WHAT IS NEEDED »
How would you continue the text on the research team's realistic 3D object acquisition and rendering work, starting after its last sentence?

>> begin EXCERPT PROVIDED

What is the research focus and the team’s vision?

The team’s research is aiming at photo-realism in acquiring high resolution, very accurate 3D models that capture the geometry and the appearance of the real world with the goal to enable photorealistic relighting and finally photorealistic rendering. To achieve that goal specific acquisition methods and technology are developed by combining optics, camera design, and image processing in the field of computational photography. Reconstructing the photorealistic model from captured data including the reflection properties is the next challenge. Robust reconstruction calls for intelligent, and highly efficient approaches which can only be achieved by combining GPGPU programming with advanced machine learning. Similarly, the reconstruction is tightly coupled to efficient rendering where we particularly address challenging light transport scenarios. A newer trend combines text and visual information in order to explore how both modalities can support each other, e.g. in language grounding or in creating graphics and scenes from textual descriptions.

Realistic Object Acquisition and Rendering

Team: Raphael Braun, Andreas Engelhardt, Lukas Ruppert, Arjun Majumdar, Faezeh Zakeri

The core competence of the team is in the acquisition, rendering, and display of photo realistic 3D models of real-world objects and scenes. In order to fully capture the appearance, both the 3D geometry as well as the light transport characteristics, i.e., the view and illumination dependent reflection properties, have to be measured precisely. The current focus is on the acquisition outside of a lab environment or the acquisition of multispectral reflectance. In addition, capturing the reflectance of moving, dynamic objects is still to be solved.

>> end EXCERPT PROVIDED
>> begin ENTRIES PROVIDED

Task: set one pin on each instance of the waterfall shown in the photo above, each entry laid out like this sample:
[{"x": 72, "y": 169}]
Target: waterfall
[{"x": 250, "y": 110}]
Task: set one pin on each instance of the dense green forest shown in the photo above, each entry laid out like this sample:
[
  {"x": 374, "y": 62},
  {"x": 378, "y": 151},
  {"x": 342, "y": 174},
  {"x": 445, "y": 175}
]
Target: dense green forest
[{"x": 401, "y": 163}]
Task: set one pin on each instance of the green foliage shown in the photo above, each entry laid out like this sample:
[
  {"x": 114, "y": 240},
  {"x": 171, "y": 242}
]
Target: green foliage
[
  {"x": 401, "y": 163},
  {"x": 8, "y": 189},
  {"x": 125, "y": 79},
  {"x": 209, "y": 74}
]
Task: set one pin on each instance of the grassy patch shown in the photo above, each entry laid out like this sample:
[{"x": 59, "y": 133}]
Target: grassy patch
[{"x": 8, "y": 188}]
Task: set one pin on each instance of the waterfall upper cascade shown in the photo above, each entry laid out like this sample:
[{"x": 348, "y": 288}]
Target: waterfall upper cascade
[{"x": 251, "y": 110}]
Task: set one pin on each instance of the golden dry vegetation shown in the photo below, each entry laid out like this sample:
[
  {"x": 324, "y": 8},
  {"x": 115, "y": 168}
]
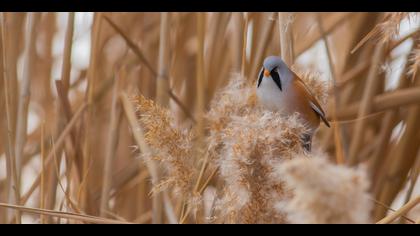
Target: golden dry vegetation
[{"x": 153, "y": 118}]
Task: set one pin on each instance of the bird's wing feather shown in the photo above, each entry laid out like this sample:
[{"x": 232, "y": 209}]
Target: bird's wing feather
[{"x": 313, "y": 102}]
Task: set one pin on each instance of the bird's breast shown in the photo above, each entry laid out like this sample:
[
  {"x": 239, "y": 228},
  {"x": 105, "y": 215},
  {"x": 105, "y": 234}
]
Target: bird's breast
[{"x": 286, "y": 102}]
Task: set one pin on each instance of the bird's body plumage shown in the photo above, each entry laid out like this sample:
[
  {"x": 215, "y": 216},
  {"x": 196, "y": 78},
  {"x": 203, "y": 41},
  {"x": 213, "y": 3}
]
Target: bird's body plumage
[{"x": 288, "y": 95}]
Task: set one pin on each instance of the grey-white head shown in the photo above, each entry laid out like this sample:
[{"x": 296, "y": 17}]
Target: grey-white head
[{"x": 276, "y": 69}]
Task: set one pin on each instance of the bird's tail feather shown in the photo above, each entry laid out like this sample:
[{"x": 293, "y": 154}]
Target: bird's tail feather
[{"x": 307, "y": 142}]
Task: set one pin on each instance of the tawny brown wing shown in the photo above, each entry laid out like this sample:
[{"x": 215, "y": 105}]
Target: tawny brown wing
[{"x": 313, "y": 102}]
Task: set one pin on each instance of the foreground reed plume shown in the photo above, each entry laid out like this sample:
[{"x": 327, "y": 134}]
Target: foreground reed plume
[{"x": 254, "y": 151}]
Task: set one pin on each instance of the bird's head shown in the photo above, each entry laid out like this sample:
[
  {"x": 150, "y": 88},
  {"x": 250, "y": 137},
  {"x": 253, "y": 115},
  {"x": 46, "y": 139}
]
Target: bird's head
[{"x": 275, "y": 68}]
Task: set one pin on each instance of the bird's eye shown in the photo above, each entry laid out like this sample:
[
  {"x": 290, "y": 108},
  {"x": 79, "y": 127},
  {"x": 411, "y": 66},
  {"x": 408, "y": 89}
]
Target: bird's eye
[
  {"x": 260, "y": 77},
  {"x": 276, "y": 77}
]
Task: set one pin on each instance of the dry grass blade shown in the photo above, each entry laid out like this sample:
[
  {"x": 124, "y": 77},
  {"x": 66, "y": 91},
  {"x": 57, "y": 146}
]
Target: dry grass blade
[
  {"x": 66, "y": 215},
  {"x": 403, "y": 210},
  {"x": 151, "y": 165},
  {"x": 132, "y": 45}
]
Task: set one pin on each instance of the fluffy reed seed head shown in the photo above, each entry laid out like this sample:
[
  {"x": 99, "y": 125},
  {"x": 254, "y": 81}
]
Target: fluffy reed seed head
[{"x": 324, "y": 193}]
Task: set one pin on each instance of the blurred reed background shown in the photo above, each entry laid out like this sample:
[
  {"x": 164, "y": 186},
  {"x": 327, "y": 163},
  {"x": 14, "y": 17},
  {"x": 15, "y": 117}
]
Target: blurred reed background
[{"x": 70, "y": 144}]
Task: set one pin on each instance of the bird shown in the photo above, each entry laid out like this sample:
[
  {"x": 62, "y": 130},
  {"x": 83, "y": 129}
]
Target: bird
[{"x": 279, "y": 89}]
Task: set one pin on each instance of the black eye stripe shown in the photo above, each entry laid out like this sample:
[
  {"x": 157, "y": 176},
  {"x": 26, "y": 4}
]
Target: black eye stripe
[
  {"x": 260, "y": 77},
  {"x": 276, "y": 77}
]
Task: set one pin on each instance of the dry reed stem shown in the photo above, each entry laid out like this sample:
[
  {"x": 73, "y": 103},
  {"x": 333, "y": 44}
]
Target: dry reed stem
[
  {"x": 286, "y": 37},
  {"x": 339, "y": 153},
  {"x": 402, "y": 211},
  {"x": 151, "y": 165},
  {"x": 58, "y": 143},
  {"x": 112, "y": 144},
  {"x": 68, "y": 45},
  {"x": 42, "y": 184},
  {"x": 265, "y": 38},
  {"x": 12, "y": 176},
  {"x": 67, "y": 215},
  {"x": 382, "y": 102},
  {"x": 162, "y": 79}
]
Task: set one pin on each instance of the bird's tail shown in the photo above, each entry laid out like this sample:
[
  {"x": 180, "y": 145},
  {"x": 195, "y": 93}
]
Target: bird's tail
[{"x": 307, "y": 142}]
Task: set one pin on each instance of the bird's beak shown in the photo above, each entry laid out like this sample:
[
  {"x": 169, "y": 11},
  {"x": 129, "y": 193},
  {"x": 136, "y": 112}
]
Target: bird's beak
[{"x": 266, "y": 73}]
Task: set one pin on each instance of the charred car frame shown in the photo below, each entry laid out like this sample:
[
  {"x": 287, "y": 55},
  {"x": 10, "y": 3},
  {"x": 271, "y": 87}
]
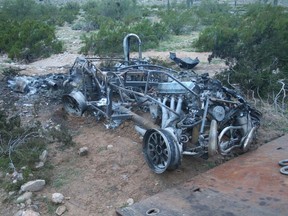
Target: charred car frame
[{"x": 190, "y": 114}]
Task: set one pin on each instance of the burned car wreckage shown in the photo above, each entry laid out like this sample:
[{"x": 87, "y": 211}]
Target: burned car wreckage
[{"x": 190, "y": 114}]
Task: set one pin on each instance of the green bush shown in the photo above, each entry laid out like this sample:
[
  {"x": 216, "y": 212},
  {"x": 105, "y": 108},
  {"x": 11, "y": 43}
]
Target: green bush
[
  {"x": 179, "y": 21},
  {"x": 28, "y": 40},
  {"x": 108, "y": 40},
  {"x": 254, "y": 44},
  {"x": 69, "y": 12},
  {"x": 210, "y": 11},
  {"x": 97, "y": 12}
]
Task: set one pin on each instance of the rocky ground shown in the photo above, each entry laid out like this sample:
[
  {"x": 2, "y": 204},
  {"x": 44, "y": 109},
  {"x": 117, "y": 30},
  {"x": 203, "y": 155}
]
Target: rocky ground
[{"x": 112, "y": 173}]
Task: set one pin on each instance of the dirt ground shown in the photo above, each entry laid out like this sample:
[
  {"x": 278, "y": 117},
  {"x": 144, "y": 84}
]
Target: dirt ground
[{"x": 114, "y": 169}]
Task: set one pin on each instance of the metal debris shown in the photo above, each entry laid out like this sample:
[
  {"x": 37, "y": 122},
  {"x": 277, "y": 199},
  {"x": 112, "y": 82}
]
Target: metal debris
[{"x": 190, "y": 114}]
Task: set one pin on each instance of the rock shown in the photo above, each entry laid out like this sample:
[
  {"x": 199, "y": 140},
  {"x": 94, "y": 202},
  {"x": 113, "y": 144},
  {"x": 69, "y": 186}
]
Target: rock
[
  {"x": 60, "y": 210},
  {"x": 130, "y": 201},
  {"x": 28, "y": 202},
  {"x": 39, "y": 165},
  {"x": 109, "y": 146},
  {"x": 36, "y": 185},
  {"x": 83, "y": 151},
  {"x": 19, "y": 213},
  {"x": 43, "y": 156},
  {"x": 11, "y": 193},
  {"x": 22, "y": 205},
  {"x": 24, "y": 197},
  {"x": 57, "y": 198},
  {"x": 30, "y": 212}
]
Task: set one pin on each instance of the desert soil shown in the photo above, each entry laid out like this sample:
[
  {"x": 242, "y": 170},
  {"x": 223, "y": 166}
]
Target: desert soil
[{"x": 114, "y": 169}]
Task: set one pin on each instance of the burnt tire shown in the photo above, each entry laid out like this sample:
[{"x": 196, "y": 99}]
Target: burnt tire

>> end ENTRIES PROVIDED

ANSWER FOR THE TASK »
Besides acquiring reflection properties we also work on rendering them efficiently in complex global illumination settings, e.g. using path guiding.

Computational Photography

Team: Andreas Engelhardt, Arjun Majumdar, Raphael Braun, Alexander Oberdörster

Beyond traditional ways of taking pictures, the group is researching novel cameras and algorithms. By modifying the optics, the sensor, and by combining multiple different sensors paired with powerful algorithms it is possible to acquire better pictures or pictures showing other modes rather than color. By employing programmable diffractive optics we can shape the PSF of a camera. In such a way, images might be refocused after capture, the contrast might be increased while reducing noise in HDR images. One can capture 3D geometry from image collections and videos, or capture aspects that otherwise are invisible, i.e. temporal, polarization, or wavelength effects. By coupling cameras with projectors and compute power the additional information can also be visualized on real-world surfaces.

Massively Parallel Programming (GPGPU)

Team: Lukas Ruppert, Raphael Braun

Besides the traditional topic of real-time rendering on graphics cards our research focus on using the massive parallelism in modern GPUs with thousands of cores for supporting general purpose computing. All aspects of designing algorithms on massively parallel platforms are of interest. For example, we employ GPUs for the simulation of particular visual effects such as diffraction, fluorescence, and alike, to perform advanced image processing in real-time. In addition, the group works on general purpose GPU (GPGPU) applications, for example, highly efficient nearest neighbor search in high-dimensional spaces based on product quantization or hierarchical kNN graphs.

Combining Text and Visual Information

Team: Hassan Shahmohammadi, Zohreh Ghaderi, Leonard Salewski

Linking images and natural language opens new application scenarios. For one, providing a natural language interface to the visual world enables localization and reasoning about everyday objects in our environment. This includes visual grounding of word embeddings, video captioning, or visual Q&A including explanation generation.  Furthermore, by closely analyzing the semantics of objects and by interpreting scenes we work on automatically translating text into visual representations. A key ingredient is harvesting multiple knowledge sources both in form of texts as well as image and video databases, with the focus to strengthen both the graphics/vision understanding as well as solving psycho-linguistic questions.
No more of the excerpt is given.